(Source records)
▶

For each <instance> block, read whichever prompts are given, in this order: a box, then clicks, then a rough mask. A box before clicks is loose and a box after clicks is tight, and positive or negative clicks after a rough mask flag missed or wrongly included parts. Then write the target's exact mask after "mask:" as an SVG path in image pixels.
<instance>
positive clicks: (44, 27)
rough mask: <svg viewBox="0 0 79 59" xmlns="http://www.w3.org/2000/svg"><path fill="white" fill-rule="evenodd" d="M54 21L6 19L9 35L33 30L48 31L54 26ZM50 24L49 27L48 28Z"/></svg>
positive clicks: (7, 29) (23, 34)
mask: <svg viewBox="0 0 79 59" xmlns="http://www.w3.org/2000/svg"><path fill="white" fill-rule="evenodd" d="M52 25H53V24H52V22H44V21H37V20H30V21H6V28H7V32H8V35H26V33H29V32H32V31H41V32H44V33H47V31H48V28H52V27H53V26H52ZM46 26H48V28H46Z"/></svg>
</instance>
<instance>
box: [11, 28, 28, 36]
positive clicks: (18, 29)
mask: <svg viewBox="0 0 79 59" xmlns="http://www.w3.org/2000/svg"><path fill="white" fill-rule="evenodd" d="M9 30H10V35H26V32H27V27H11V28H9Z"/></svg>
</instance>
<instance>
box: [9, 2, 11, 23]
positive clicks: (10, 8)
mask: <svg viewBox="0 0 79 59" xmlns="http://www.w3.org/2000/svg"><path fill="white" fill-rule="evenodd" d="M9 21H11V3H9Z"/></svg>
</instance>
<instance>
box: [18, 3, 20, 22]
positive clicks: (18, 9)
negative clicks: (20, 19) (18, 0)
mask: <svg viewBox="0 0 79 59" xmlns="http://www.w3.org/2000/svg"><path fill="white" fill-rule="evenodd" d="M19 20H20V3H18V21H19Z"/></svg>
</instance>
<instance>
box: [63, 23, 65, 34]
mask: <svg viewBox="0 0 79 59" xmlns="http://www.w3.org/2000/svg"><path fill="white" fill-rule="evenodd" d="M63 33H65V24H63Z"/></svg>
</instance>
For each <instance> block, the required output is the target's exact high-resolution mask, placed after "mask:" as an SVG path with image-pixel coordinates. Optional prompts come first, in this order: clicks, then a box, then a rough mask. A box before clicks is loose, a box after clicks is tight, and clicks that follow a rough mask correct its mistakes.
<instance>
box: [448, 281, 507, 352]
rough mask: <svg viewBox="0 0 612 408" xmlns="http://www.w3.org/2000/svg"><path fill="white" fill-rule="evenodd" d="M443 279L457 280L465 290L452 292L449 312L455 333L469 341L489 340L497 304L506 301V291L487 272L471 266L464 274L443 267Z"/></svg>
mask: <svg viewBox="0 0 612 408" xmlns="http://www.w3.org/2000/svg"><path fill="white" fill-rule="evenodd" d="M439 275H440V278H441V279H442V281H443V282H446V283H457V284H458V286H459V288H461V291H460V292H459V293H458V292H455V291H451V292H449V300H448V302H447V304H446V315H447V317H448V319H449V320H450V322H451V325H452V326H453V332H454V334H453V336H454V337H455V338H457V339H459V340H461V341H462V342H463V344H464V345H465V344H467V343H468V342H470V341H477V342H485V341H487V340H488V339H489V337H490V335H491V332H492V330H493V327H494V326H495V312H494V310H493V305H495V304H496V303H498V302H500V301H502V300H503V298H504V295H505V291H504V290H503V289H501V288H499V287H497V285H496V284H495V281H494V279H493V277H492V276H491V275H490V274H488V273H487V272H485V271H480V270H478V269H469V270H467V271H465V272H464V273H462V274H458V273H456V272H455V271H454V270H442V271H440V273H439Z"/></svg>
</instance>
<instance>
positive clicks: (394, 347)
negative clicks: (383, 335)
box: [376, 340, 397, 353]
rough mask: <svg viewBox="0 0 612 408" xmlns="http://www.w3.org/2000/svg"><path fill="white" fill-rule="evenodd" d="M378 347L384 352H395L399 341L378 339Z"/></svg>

◀

**WORK REQUIRED**:
The first line of the entries, the line with "positive clicks: (18, 9)", and every line between them should be retyped exactly, and nothing else.

**TASK RESPONSE**:
For each <instance> block, read whichever prompts are given, in this order: a box, then clicks, then a rough mask. A box before clicks is loose and a box after clicks is tight, and positive or negative clicks after a rough mask flag missed or wrongly included parts. Then write the target's exact mask after "mask:" as an SVG path in image pixels.
<instance>
positive clicks: (44, 27)
rough mask: <svg viewBox="0 0 79 59" xmlns="http://www.w3.org/2000/svg"><path fill="white" fill-rule="evenodd" d="M54 21L6 19L9 35L33 30L48 31L54 26ZM50 24L49 27L48 28Z"/></svg>
positive clicks: (7, 29) (23, 34)
mask: <svg viewBox="0 0 79 59" xmlns="http://www.w3.org/2000/svg"><path fill="white" fill-rule="evenodd" d="M52 25H53V24H52V22H44V21H37V20H30V21H6V28H7V32H8V35H26V33H29V32H32V31H41V32H44V33H47V31H48V28H52V27H53V26H52ZM46 26H48V28H46Z"/></svg>
</instance>
<instance>
box: [11, 28, 28, 36]
positive clicks: (18, 29)
mask: <svg viewBox="0 0 79 59" xmlns="http://www.w3.org/2000/svg"><path fill="white" fill-rule="evenodd" d="M9 30H10V35H26V32H27V27H11V28H9Z"/></svg>
</instance>
<instance>
box: [9, 2, 11, 23]
positive clicks: (10, 8)
mask: <svg viewBox="0 0 79 59" xmlns="http://www.w3.org/2000/svg"><path fill="white" fill-rule="evenodd" d="M9 21H11V3H9Z"/></svg>
</instance>
<instance>
box: [18, 3, 20, 22]
positive clicks: (18, 9)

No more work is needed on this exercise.